# [Task instructions]
The whole listing, from first line to last: copy it exactly.

# [Material shown]
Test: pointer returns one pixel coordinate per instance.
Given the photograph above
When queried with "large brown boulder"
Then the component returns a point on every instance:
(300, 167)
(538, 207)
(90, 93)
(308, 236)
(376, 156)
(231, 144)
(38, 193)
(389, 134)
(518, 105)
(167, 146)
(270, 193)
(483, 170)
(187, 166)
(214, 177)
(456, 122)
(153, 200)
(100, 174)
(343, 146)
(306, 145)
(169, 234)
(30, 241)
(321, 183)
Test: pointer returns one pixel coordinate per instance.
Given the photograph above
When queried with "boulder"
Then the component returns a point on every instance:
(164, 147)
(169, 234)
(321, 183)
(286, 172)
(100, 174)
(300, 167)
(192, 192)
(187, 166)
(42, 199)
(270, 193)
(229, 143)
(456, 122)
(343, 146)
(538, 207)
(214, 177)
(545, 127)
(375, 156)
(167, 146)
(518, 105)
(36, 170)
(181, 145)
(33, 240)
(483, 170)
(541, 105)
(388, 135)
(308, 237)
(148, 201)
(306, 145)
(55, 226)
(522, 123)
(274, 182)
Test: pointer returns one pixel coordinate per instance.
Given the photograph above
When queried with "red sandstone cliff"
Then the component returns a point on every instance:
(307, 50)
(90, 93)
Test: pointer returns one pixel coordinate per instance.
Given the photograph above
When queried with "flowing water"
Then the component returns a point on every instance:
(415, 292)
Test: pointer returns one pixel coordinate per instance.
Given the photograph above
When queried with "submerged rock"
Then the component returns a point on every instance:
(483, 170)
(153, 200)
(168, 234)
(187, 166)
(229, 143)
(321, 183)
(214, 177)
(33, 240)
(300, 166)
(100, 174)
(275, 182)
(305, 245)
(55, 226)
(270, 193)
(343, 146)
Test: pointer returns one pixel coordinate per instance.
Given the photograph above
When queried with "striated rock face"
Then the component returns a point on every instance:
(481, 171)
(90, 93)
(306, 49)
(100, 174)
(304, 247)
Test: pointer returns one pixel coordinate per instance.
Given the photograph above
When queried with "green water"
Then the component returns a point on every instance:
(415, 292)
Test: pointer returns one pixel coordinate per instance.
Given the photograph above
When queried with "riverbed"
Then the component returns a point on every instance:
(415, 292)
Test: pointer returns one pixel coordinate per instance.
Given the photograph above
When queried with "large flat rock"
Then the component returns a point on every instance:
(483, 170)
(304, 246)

# [Task result]
Test: pointer returns one pixel coordinate per instance.
Given the photograph above
When queried with "large brown boulder"
Then the component returns a point on every instance:
(300, 167)
(538, 207)
(90, 93)
(308, 236)
(376, 156)
(231, 144)
(38, 193)
(389, 134)
(518, 105)
(167, 146)
(270, 193)
(483, 170)
(187, 166)
(214, 177)
(456, 122)
(153, 200)
(100, 174)
(343, 146)
(306, 145)
(169, 234)
(30, 241)
(321, 183)
Test: pointer returns one pixel coordinate per instance.
Given the photograph above
When queried with "boulder"
Then the component returns a point on every instance:
(164, 147)
(169, 234)
(321, 183)
(286, 172)
(100, 174)
(300, 167)
(192, 192)
(187, 166)
(42, 199)
(270, 193)
(229, 143)
(456, 122)
(343, 146)
(538, 207)
(214, 177)
(545, 127)
(375, 156)
(167, 146)
(518, 105)
(36, 170)
(181, 145)
(33, 240)
(483, 170)
(541, 105)
(388, 135)
(308, 237)
(148, 201)
(306, 145)
(55, 226)
(522, 123)
(274, 182)
Test: pointer returns one pixel coordinate per instance.
Given the photograph above
When queried with "red sandstone cliff"
Then the component returns a point on every instance:
(307, 50)
(90, 93)
Test: pointer returns one pixel coordinate per instance.
Given the photograph above
When queried with "flowing water"
Then the component returns a point on every instance:
(415, 292)
Test: pointer returns one pixel coordinate per instance.
Given the photograph above
When queried with "submerged rock"
Then the component returns a point on every instance:
(483, 170)
(153, 200)
(168, 234)
(187, 166)
(229, 143)
(321, 183)
(214, 177)
(33, 240)
(300, 166)
(100, 174)
(275, 182)
(305, 245)
(55, 226)
(270, 193)
(343, 146)
Test: pointer returns one pixel coordinate per instance.
Given the photograph above
When queried with "striated rock face"
Then the component returns a point on every instance:
(481, 171)
(90, 93)
(306, 49)
(100, 174)
(304, 247)
Test: pointer returns one pixel coordinate per instance.
Given the photograph above
When queried with "green water"
Then the component returns a point on every instance:
(415, 292)
Test: pointer returns one pixel coordinate per instance.
Given the photograph above
When queried with "riverbed"
Then the component returns a point on every instance:
(415, 292)
Test: pointer returns one pixel coordinate per instance.
Given the photograph above
When queried with "large flat rock"
Then the component returns a point on every instance:
(483, 170)
(304, 246)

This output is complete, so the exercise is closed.